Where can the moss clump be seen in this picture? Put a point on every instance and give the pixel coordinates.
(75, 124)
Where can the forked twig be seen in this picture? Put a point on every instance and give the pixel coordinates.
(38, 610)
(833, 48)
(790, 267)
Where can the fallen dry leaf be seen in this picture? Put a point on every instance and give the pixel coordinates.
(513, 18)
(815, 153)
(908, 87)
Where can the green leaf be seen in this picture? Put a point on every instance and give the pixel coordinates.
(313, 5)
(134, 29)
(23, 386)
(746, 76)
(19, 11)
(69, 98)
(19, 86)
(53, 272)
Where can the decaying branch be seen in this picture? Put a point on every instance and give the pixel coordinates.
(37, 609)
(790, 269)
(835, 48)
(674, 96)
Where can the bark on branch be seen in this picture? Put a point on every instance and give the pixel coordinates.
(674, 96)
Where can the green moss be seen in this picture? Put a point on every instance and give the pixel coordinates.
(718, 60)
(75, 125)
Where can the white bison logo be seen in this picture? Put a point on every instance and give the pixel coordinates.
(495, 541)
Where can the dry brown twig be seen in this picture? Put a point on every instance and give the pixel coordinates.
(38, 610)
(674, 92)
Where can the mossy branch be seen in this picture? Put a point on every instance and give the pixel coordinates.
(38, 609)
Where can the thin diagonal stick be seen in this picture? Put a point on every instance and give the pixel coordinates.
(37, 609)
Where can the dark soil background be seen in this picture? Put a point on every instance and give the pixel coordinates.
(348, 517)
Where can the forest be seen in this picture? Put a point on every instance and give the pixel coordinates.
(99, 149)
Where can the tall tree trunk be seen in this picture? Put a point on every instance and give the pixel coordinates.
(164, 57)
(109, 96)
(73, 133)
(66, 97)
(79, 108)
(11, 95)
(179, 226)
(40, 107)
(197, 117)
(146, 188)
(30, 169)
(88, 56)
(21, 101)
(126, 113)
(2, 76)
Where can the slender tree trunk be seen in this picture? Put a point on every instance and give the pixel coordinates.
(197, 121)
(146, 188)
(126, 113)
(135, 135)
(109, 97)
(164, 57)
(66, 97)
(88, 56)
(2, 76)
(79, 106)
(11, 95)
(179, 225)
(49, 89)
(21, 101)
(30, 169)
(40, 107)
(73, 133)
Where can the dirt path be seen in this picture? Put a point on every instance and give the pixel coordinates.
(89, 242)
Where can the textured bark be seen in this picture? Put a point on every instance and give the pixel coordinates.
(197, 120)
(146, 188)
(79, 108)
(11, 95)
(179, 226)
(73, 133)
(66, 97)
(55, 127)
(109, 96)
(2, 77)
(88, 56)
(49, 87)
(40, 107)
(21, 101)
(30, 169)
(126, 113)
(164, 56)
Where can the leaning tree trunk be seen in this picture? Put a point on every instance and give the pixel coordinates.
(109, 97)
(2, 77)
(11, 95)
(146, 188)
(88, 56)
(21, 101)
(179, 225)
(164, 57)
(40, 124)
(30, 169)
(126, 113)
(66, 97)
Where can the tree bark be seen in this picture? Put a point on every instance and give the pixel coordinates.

==========

What is being asked -> Each line from the one containing "Where can the tall" to the end of the listing above should be copied exactly, and nothing else.

Complete output ->
Where can the tall tree trunk be seen in this picture? Put a point on every instance and give the pixel coordinates.
(164, 57)
(109, 96)
(73, 133)
(66, 97)
(79, 108)
(11, 95)
(179, 226)
(40, 107)
(197, 117)
(146, 188)
(30, 169)
(88, 56)
(21, 101)
(126, 113)
(2, 76)
Where can the slender tree trunk be seen in this picture? Put a point on every instance and give the pixel coordinates.
(197, 121)
(146, 188)
(126, 113)
(135, 135)
(109, 97)
(164, 57)
(66, 97)
(88, 56)
(2, 76)
(79, 106)
(11, 95)
(179, 225)
(49, 89)
(21, 101)
(30, 169)
(40, 107)
(73, 133)
Where can the dirt path be seen in this picture? Put a point on every instance and give the pixel coordinates.
(89, 242)
Where can the textured bark be seen in this picture? Put a point on every instance and give the pixel coordinates.
(197, 120)
(146, 188)
(79, 108)
(11, 95)
(179, 226)
(73, 133)
(66, 97)
(55, 127)
(109, 96)
(2, 77)
(88, 56)
(49, 87)
(40, 107)
(21, 101)
(30, 169)
(126, 113)
(164, 56)
Where can the leaning tree trunk be seen in this picture? Put a point on every instance and give the pixel coordinates.
(109, 97)
(2, 77)
(11, 95)
(146, 188)
(88, 56)
(21, 101)
(179, 225)
(164, 57)
(40, 124)
(30, 169)
(126, 113)
(66, 97)
Where can the tree bark be seen in this picture? Put a point on every instance and give the pixel coordinates.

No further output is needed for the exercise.